## 課題 1
以下の行から「yellow」という語を含むものをすべて選び、そのまま書き写してください。

## 本文抜粋
【橋本多佳子の有名俳句 20選】四Tのひとり!!俳句の特徴や人物像・代表作など徹底解説!

 

俳句は五七五の十七音に季節を表す季語を詠みこむことでさまざまな風景や心情を表現します。

 

近現代俳句には女性俳人も多く、橋本多佳子は有名な女性の俳人を集めた4Tの一人としても知られています。

 

今回は、4Tの一人・女流俳人「橋本多佳子(はしもと たかこ)」の有名俳句を20句紹介します。

 

 

俳句仙人
ぜひ参考にしてください。

 

橋本多佳子の人物像や作風

 

橋本多佳子(はしもと たかこ)は、1899年(明治32年)に現在の東京都文京区本郷に生まれました。

 

祖父が箏の山田流家元であることから芸術への興味を持ちますが、病弱だったことで女子美術大学を中退しています。

 

1917年の結婚を機に福岡県の小倉に移り住み、「櫓山荘(ろざんそう)」を建築して移り住みます。この櫓山荘は小倉の文化サロンになっていて、高浜虚子が来訪したことをきっかけに俳句の道に進み、1929年に「ホトトギス」に初入選しました。

 

当時同じく福岡県の小倉に勤めていた杉田久女に俳句の手ほどきを受け、のちに山口誓子に師事します。夫の死や戦争の疎開も重なり、奈良県奈良市に移り住み終生その地で暮らしました。

## 抽出行一覧
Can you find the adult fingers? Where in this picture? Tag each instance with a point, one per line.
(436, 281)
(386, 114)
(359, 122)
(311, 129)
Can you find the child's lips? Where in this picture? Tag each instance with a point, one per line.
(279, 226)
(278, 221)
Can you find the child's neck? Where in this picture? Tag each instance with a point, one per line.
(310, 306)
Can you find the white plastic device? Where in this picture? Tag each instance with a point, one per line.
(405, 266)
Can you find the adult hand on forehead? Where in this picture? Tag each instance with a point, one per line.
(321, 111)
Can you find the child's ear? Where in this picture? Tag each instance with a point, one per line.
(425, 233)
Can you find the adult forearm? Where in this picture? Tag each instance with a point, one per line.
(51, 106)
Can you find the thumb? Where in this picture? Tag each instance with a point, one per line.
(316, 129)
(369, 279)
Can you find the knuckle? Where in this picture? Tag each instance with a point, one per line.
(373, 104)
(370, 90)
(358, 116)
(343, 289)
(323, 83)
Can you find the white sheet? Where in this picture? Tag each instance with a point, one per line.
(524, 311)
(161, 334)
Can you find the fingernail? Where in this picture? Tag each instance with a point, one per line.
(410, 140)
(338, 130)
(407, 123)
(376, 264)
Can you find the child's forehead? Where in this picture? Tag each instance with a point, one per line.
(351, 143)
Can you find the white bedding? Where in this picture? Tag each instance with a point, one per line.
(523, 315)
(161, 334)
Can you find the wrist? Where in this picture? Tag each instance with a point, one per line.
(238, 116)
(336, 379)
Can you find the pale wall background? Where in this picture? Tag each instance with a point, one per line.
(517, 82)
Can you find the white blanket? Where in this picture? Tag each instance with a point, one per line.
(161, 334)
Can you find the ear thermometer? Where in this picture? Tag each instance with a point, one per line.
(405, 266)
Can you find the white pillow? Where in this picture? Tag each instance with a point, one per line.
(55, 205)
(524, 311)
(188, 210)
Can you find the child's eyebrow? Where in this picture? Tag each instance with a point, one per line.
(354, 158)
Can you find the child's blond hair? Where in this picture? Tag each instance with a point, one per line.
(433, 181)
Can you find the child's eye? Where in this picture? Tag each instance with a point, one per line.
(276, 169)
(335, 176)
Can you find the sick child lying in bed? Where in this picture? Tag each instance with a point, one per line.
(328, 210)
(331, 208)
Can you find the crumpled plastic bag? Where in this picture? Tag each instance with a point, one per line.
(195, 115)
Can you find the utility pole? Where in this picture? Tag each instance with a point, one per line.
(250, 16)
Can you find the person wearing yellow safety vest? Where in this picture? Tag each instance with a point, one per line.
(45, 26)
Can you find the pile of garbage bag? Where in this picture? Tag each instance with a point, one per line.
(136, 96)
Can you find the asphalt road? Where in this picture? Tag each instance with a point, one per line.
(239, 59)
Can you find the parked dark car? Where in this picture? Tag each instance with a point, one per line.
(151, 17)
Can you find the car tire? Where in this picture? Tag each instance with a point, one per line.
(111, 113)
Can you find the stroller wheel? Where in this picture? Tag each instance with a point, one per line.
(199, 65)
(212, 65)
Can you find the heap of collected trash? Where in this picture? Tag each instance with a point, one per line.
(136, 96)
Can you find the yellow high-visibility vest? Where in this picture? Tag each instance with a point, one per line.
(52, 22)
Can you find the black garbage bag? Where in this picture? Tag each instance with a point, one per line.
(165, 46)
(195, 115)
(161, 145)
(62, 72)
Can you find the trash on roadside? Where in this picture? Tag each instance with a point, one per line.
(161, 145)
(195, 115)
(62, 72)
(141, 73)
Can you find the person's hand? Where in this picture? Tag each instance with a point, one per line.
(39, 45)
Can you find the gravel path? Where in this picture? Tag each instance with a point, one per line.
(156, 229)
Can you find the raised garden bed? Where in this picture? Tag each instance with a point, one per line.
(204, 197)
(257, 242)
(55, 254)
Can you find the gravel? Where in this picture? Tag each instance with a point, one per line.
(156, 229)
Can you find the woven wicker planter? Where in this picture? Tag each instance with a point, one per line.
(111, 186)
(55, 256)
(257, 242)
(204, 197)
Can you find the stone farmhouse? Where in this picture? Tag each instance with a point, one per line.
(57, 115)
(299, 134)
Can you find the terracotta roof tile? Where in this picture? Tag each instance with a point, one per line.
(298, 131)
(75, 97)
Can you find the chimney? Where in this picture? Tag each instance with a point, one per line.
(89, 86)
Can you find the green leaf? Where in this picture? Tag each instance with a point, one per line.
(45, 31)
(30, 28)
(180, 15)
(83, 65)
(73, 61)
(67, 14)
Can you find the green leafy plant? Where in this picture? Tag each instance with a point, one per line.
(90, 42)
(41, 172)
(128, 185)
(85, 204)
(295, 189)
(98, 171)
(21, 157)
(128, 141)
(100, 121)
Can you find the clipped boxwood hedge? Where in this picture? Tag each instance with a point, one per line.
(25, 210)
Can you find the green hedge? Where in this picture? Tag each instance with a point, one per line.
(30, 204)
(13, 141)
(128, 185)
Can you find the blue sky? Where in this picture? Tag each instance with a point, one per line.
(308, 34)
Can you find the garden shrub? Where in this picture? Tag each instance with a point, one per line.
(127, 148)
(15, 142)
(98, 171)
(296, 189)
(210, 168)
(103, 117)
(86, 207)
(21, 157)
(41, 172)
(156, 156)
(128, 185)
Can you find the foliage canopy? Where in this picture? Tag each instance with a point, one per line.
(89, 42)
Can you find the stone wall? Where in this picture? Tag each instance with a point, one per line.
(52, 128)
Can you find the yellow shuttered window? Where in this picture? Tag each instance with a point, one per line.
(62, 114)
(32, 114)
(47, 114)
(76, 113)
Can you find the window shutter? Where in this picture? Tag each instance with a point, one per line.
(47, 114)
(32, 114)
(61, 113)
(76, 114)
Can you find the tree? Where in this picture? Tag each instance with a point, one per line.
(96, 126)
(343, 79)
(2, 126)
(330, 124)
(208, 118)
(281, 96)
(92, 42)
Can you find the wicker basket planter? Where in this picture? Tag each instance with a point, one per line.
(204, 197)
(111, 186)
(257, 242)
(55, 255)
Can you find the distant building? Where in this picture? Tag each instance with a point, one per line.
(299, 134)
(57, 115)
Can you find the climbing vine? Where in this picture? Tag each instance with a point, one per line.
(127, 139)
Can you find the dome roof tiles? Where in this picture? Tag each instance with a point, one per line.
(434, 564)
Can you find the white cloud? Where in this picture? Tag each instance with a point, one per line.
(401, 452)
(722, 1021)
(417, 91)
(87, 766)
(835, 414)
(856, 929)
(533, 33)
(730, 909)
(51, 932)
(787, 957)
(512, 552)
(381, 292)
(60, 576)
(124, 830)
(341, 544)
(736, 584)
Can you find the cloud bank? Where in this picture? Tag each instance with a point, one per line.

## 課題 2
上の本文抜粋によると、橋本多佳子が1929年に初入選したのは何という誌ですか。

## 回答 1
Can you find the person wearing yellow safety vest? Where in this picture? Tag each instance with a point, one per line.
Can you find the yellow high-visibility vest? Where in this picture? Tag each instance with a point, one per line.
Can you find the yellow shuttered window? Where in this picture? Tag each instance with a point, one per line.

## 回答 2
「ホトトギス」です。